▶ Objective: Please reproduce the data below line for line, with no changes.

%%

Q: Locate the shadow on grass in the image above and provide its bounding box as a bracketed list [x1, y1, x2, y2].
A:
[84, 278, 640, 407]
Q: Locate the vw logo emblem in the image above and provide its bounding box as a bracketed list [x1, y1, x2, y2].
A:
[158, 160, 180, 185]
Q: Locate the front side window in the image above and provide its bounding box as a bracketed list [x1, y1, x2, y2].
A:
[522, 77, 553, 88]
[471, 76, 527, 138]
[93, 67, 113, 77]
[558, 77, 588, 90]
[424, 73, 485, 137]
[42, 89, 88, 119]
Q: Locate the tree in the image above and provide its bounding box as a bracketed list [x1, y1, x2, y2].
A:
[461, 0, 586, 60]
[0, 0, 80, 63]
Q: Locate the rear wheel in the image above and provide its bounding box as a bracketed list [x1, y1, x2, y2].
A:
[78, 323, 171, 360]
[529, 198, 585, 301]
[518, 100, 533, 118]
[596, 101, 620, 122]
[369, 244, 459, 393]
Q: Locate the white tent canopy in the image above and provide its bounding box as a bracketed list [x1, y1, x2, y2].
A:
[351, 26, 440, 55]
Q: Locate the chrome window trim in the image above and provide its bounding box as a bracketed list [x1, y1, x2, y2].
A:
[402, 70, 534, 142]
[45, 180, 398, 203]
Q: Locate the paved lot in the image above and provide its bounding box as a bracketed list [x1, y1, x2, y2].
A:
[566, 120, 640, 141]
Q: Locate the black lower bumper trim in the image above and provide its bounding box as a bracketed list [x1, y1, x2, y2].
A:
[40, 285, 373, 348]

%%

▶ Answer:
Q: Locate the shadow on grass in the image above and provide its bounding box as a bracketed list [x1, y1, x2, y2].
A:
[84, 278, 640, 407]
Q: Locate the vw logo emblem in the image above and provide its bounding box as a bracketed list [x1, y1, x2, y2].
A:
[158, 160, 180, 185]
Q: Locate the front side window in the image above and provide its bounding box as a bracketed list [x1, y1, x2, y2].
A:
[522, 77, 553, 88]
[471, 76, 527, 138]
[93, 67, 113, 77]
[558, 77, 588, 90]
[424, 73, 485, 137]
[42, 89, 88, 119]
Q: Locate the tree in the image above and provide its bounding box as a bracketed list [x1, y1, x2, y2].
A:
[461, 0, 586, 60]
[0, 0, 80, 63]
Q: Locate the rear wheel in the image above and provide its bounding box as a bracketed list [x1, y1, x2, y2].
A:
[78, 323, 171, 360]
[529, 198, 585, 301]
[518, 100, 533, 118]
[596, 101, 620, 122]
[369, 244, 459, 393]
Q: Locate the white tent canopy in the image above and provide its bounding box as a bracketed list [x1, y1, x2, y2].
A:
[351, 26, 440, 55]
Q: Locate the chrome window trim in the image above and provide its bounding box as a bracketed list [x1, y1, x2, y2].
A:
[402, 70, 534, 142]
[45, 180, 398, 203]
Q: Locate the paved lot in the image above and provide its bounding box as a bracketed list [x1, y1, x2, y2].
A:
[566, 120, 640, 141]
Q: Locate the black lower bumper trim in the image above and provide its bounding box as a bracketed list [x1, y1, x2, y2].
A:
[40, 285, 373, 348]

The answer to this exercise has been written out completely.